**Direction:**
Count the lines below that contain the string "gold", and give only the number.

-- BEGIN Records provided --

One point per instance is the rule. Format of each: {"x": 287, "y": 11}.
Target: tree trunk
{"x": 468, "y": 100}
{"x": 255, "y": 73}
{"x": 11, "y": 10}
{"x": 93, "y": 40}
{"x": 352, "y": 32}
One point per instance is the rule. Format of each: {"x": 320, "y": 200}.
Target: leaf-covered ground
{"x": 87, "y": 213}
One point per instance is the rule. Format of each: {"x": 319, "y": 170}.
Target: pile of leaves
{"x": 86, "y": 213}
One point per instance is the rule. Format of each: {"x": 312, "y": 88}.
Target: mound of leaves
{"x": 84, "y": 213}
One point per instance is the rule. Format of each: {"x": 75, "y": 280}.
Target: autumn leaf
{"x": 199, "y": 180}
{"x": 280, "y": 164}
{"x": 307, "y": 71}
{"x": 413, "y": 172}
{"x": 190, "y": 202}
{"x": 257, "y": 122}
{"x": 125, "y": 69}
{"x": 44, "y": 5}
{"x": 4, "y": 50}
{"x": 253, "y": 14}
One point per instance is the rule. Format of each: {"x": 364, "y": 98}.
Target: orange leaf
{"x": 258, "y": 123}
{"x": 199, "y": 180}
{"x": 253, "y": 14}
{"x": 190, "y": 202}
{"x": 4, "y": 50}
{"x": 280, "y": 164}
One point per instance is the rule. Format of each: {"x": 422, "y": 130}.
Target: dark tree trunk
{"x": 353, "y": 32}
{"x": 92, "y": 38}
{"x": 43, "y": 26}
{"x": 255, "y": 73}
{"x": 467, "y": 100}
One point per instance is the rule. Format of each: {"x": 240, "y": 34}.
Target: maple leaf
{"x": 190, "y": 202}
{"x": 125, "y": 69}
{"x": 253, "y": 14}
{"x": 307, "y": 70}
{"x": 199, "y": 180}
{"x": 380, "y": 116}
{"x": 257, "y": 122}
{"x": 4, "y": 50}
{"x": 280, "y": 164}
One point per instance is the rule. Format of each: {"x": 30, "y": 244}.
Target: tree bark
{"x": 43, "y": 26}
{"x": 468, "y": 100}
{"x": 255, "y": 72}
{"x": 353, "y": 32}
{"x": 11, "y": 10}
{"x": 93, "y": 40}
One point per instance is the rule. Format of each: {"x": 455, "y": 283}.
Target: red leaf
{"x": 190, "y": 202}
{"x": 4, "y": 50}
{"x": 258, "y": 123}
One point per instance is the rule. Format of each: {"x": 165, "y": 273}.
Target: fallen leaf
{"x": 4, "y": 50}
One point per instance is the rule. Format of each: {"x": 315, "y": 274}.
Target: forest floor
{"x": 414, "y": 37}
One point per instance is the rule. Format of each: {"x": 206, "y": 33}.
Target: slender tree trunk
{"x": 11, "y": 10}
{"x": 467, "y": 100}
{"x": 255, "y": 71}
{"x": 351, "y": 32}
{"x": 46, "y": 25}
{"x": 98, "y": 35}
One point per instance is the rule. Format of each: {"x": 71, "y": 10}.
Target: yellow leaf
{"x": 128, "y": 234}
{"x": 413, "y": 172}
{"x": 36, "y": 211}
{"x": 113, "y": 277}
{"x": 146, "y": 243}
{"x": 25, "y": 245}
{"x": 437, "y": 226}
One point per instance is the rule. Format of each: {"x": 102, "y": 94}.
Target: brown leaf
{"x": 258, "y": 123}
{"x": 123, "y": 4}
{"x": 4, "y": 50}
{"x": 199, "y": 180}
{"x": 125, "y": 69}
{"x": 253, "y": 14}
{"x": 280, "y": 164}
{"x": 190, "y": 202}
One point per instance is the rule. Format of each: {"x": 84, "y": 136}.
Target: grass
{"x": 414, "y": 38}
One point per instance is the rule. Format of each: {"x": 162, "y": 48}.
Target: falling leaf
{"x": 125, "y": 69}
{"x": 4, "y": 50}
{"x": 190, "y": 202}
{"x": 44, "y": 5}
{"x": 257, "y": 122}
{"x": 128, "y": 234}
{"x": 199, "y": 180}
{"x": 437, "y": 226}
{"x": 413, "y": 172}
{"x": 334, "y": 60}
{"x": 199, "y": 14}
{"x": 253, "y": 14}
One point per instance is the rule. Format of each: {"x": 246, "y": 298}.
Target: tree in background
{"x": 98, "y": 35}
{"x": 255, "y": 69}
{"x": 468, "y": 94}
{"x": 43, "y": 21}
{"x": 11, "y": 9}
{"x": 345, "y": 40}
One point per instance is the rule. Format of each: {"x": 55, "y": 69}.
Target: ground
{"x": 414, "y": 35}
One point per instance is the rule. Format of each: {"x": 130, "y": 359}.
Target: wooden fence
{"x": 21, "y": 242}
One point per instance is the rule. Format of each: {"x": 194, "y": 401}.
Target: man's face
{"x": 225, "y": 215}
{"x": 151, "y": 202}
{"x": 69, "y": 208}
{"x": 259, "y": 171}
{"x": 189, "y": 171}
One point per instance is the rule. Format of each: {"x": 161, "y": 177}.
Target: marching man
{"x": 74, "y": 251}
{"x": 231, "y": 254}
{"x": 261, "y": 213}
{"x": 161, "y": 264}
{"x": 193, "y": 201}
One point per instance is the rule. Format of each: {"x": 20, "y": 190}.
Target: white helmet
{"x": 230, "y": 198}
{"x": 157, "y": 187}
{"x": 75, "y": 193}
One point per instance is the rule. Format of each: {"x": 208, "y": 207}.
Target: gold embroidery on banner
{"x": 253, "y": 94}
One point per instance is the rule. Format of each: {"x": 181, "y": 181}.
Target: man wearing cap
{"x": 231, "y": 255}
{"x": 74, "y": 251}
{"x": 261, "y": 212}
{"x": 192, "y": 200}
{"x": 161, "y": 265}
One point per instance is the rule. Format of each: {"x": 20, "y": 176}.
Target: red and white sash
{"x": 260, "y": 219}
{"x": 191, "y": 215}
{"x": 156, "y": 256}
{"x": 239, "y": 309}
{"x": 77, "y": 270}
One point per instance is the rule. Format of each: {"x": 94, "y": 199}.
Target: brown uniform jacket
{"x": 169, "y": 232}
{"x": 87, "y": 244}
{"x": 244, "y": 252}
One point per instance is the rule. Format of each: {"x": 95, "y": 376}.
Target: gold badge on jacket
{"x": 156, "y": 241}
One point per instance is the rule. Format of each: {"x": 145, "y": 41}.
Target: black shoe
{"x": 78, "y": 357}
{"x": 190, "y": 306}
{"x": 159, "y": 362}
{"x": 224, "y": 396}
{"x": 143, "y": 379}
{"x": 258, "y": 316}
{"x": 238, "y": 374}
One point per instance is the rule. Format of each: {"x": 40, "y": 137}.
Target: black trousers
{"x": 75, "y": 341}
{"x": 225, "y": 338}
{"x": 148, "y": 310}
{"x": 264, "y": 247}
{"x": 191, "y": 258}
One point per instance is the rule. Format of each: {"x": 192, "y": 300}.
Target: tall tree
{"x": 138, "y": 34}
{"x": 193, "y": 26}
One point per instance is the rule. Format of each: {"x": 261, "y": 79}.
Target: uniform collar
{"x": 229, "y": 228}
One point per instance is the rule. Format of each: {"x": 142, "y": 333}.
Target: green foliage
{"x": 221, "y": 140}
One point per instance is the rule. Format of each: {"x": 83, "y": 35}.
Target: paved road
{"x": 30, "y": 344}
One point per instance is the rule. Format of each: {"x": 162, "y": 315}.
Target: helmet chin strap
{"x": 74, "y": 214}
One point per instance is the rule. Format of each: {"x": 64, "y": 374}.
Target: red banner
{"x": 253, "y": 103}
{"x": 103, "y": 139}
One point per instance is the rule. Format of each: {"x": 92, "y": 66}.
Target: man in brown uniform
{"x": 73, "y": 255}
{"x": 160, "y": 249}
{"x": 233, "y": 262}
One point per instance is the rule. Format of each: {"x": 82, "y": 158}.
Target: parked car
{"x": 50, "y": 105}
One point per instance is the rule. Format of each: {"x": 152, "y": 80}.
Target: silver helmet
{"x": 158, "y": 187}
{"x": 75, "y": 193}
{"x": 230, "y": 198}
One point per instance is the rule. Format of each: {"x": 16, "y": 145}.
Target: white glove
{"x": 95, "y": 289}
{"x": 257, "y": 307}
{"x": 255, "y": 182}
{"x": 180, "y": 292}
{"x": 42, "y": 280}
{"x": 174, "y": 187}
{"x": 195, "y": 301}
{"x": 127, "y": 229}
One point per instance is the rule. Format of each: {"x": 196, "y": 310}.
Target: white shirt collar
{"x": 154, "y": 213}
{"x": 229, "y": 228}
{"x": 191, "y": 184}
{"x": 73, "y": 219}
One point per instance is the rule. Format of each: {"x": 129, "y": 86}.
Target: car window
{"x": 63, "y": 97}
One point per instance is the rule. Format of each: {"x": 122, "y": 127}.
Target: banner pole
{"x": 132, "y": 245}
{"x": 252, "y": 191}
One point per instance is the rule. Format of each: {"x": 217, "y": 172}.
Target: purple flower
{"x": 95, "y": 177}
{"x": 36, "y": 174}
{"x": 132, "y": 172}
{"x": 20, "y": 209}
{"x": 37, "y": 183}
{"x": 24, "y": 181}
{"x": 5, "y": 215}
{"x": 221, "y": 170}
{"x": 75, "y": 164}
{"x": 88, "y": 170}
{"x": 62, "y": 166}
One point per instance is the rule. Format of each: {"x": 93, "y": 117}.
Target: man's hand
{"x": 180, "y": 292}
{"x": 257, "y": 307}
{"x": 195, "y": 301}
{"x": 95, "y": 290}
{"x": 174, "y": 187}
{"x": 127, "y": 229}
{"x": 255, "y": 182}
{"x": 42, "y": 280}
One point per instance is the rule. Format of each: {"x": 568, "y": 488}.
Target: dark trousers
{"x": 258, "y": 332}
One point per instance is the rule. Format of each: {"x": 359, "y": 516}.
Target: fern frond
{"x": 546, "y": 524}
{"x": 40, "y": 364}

-- END Records provided --

**Reply:**
2